§ **What you are asked to do**
Reproduce every line of the listing from its start up to and including the line containing "pixel 1175 814", requests included, and shift each pixel coordinate in the answers by adding 108 to it. Leave the numbers in the requests and in their format samples unchanged.

§ **Dataset listing on where objects appear**
** start **

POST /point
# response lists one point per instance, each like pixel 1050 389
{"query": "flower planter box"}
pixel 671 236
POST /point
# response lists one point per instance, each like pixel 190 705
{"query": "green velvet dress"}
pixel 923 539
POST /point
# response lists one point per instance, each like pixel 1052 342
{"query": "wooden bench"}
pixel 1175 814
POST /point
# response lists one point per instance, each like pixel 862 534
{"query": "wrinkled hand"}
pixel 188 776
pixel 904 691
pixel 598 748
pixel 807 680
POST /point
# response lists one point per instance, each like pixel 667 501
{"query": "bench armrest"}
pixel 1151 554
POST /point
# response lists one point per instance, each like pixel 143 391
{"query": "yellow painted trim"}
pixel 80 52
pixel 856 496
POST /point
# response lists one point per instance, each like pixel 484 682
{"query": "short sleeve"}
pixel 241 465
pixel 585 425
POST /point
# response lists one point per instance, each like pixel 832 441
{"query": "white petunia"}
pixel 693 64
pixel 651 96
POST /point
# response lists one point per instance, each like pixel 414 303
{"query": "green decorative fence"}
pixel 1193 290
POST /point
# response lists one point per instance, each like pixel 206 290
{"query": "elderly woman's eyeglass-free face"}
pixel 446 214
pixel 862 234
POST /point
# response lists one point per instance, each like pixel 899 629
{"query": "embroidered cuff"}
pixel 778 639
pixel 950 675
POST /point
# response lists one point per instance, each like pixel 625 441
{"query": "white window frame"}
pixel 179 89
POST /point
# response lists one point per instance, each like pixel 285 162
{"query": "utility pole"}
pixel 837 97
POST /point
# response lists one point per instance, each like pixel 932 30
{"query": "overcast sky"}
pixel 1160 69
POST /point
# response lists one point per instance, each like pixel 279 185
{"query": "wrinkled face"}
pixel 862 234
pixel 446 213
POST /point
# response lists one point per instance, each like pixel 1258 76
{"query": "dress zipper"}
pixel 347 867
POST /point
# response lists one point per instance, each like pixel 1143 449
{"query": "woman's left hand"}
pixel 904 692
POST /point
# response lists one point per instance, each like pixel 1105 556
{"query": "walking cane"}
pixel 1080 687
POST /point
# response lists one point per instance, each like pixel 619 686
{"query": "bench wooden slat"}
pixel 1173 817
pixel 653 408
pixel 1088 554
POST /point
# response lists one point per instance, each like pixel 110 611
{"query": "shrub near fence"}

** end **

§ **Solution for this problem**
POST /point
# response lists one point per instance, each like pixel 1050 389
{"query": "flower planter box"}
pixel 779 344
POST /point
# response lists one point per instance, each like pixel 190 705
{"query": "green velvet dress"}
pixel 1031 647
POST /point
# response lists one point per instance, each like pixel 1052 342
{"query": "wooden bench"}
pixel 1283 922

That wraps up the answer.